Prompt: Line by line, transcribe all of the entries exactly.

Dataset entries
:::::
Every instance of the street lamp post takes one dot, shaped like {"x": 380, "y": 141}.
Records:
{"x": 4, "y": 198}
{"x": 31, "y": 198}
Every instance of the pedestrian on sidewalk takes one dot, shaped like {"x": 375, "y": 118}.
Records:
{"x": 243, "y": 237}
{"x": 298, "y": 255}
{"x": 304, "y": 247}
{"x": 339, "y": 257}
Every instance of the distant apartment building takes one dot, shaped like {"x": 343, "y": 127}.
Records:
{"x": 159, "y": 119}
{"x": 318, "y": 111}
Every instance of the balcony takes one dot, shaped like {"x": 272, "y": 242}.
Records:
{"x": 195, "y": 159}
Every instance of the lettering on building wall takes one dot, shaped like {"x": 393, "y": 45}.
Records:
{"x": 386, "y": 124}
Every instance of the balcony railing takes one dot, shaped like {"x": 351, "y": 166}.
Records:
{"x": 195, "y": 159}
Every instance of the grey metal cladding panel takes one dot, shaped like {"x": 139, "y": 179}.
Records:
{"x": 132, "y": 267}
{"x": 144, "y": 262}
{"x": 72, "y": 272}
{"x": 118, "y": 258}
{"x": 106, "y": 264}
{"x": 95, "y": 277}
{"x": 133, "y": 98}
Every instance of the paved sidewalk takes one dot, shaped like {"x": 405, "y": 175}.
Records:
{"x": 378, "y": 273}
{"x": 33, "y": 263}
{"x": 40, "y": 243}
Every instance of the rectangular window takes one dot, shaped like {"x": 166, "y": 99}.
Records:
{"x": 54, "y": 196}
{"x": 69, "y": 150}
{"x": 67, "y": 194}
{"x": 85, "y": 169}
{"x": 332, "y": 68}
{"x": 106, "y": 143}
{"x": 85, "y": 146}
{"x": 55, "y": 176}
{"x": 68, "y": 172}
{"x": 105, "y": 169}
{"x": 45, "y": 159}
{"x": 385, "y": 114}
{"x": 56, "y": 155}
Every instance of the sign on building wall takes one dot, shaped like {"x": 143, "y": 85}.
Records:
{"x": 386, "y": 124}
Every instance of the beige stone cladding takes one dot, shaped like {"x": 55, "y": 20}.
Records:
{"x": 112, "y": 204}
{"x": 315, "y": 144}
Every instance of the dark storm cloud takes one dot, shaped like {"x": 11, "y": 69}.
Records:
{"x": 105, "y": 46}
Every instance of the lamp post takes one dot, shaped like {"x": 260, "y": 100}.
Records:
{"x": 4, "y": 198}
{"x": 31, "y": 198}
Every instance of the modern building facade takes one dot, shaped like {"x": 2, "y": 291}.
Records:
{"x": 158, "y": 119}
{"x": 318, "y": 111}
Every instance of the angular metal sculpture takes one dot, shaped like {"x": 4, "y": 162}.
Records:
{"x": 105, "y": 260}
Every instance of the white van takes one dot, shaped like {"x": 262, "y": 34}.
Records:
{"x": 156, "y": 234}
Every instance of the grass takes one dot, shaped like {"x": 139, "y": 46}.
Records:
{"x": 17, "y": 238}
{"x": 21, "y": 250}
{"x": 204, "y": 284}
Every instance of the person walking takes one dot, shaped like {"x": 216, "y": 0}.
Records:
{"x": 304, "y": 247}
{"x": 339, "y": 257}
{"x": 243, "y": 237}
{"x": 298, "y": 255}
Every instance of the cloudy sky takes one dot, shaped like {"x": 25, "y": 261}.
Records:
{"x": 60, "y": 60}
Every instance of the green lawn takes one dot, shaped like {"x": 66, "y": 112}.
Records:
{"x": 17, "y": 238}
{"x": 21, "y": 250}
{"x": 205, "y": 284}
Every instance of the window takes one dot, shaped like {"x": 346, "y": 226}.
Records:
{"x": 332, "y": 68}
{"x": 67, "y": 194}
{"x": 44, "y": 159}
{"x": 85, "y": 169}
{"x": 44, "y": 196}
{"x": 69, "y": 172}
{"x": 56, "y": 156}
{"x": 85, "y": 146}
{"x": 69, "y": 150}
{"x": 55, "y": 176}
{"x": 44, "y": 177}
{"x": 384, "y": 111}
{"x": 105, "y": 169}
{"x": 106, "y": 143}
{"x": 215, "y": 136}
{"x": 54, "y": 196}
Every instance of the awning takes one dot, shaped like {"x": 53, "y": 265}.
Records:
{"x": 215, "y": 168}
:::::
Answer section:
Every instance of the street lamp post takes one dot, shaped like {"x": 380, "y": 141}.
Records:
{"x": 4, "y": 198}
{"x": 31, "y": 198}
Every instance of the pedestrian on sidewalk takes one dot, shaped like {"x": 375, "y": 118}.
Records:
{"x": 243, "y": 237}
{"x": 298, "y": 255}
{"x": 304, "y": 247}
{"x": 339, "y": 257}
Every instance of the distant apartment building takes one dot, shaped like {"x": 343, "y": 127}.
Records:
{"x": 159, "y": 119}
{"x": 318, "y": 111}
Every instance of the balcony takes one dot, shaped like {"x": 272, "y": 242}.
Records:
{"x": 195, "y": 159}
Every instance of the lettering on building wall takes one dot, shaped like {"x": 393, "y": 45}.
Records:
{"x": 386, "y": 124}
Every instance of the balcony railing takes one dot, shaped like {"x": 351, "y": 166}.
Records:
{"x": 195, "y": 159}
Every instance of the grey metal cladding panel takes one dot, shaped like {"x": 139, "y": 179}.
Records:
{"x": 132, "y": 267}
{"x": 144, "y": 262}
{"x": 72, "y": 272}
{"x": 118, "y": 258}
{"x": 106, "y": 264}
{"x": 95, "y": 277}
{"x": 133, "y": 98}
Every instance of the paved sidewalk takes one dot, shaped like {"x": 405, "y": 175}.
Records:
{"x": 378, "y": 273}
{"x": 33, "y": 263}
{"x": 40, "y": 243}
Every instance of the rectangular window takes one dot, shaped like {"x": 166, "y": 99}.
Records:
{"x": 54, "y": 196}
{"x": 69, "y": 150}
{"x": 67, "y": 194}
{"x": 85, "y": 169}
{"x": 332, "y": 68}
{"x": 106, "y": 143}
{"x": 85, "y": 146}
{"x": 55, "y": 176}
{"x": 68, "y": 172}
{"x": 105, "y": 169}
{"x": 45, "y": 159}
{"x": 385, "y": 114}
{"x": 56, "y": 155}
Every instance of the sign on building wall takes one dot, shaped like {"x": 143, "y": 85}.
Records:
{"x": 386, "y": 124}
Every instance of the beige stone cladding takes one dot, shaped like {"x": 55, "y": 20}.
Records:
{"x": 112, "y": 204}
{"x": 315, "y": 144}
Every instance of the dark storm cloud takes one dot, shaped like {"x": 11, "y": 69}.
Records:
{"x": 105, "y": 46}
Every instance of the lamp post takes one dot, shaped like {"x": 260, "y": 100}.
Records:
{"x": 4, "y": 198}
{"x": 31, "y": 198}
Every instance of the modern building facade takes one dot, shaped like {"x": 2, "y": 291}.
Records:
{"x": 158, "y": 119}
{"x": 318, "y": 111}
Every instance of the angular metal sculpture takes one dot, shaped like {"x": 4, "y": 162}.
Records:
{"x": 105, "y": 260}
Every instance of the white van takes one dot, shaped like {"x": 262, "y": 34}.
Records:
{"x": 156, "y": 234}
Every instance of the grass takes one dot, shaped like {"x": 139, "y": 46}.
Records:
{"x": 17, "y": 238}
{"x": 21, "y": 250}
{"x": 204, "y": 284}
Every instance of the person walking takes one dot, shaped like {"x": 216, "y": 0}.
Records:
{"x": 304, "y": 247}
{"x": 339, "y": 257}
{"x": 243, "y": 237}
{"x": 298, "y": 255}
Every instance of the cloudy sky takes one dot, shaped like {"x": 25, "y": 261}.
Records:
{"x": 60, "y": 60}
Every instance of the green lawn takes one dot, shaped like {"x": 66, "y": 112}.
Records:
{"x": 17, "y": 238}
{"x": 21, "y": 250}
{"x": 205, "y": 284}
Every instance of the window takes one dot, shaped like {"x": 346, "y": 226}.
Records:
{"x": 332, "y": 68}
{"x": 67, "y": 194}
{"x": 44, "y": 159}
{"x": 85, "y": 169}
{"x": 44, "y": 196}
{"x": 69, "y": 172}
{"x": 56, "y": 156}
{"x": 85, "y": 146}
{"x": 69, "y": 150}
{"x": 55, "y": 176}
{"x": 44, "y": 177}
{"x": 384, "y": 111}
{"x": 105, "y": 169}
{"x": 106, "y": 143}
{"x": 215, "y": 136}
{"x": 54, "y": 196}
Every instance of the awning takes one dot, shaped like {"x": 53, "y": 265}.
Records:
{"x": 215, "y": 168}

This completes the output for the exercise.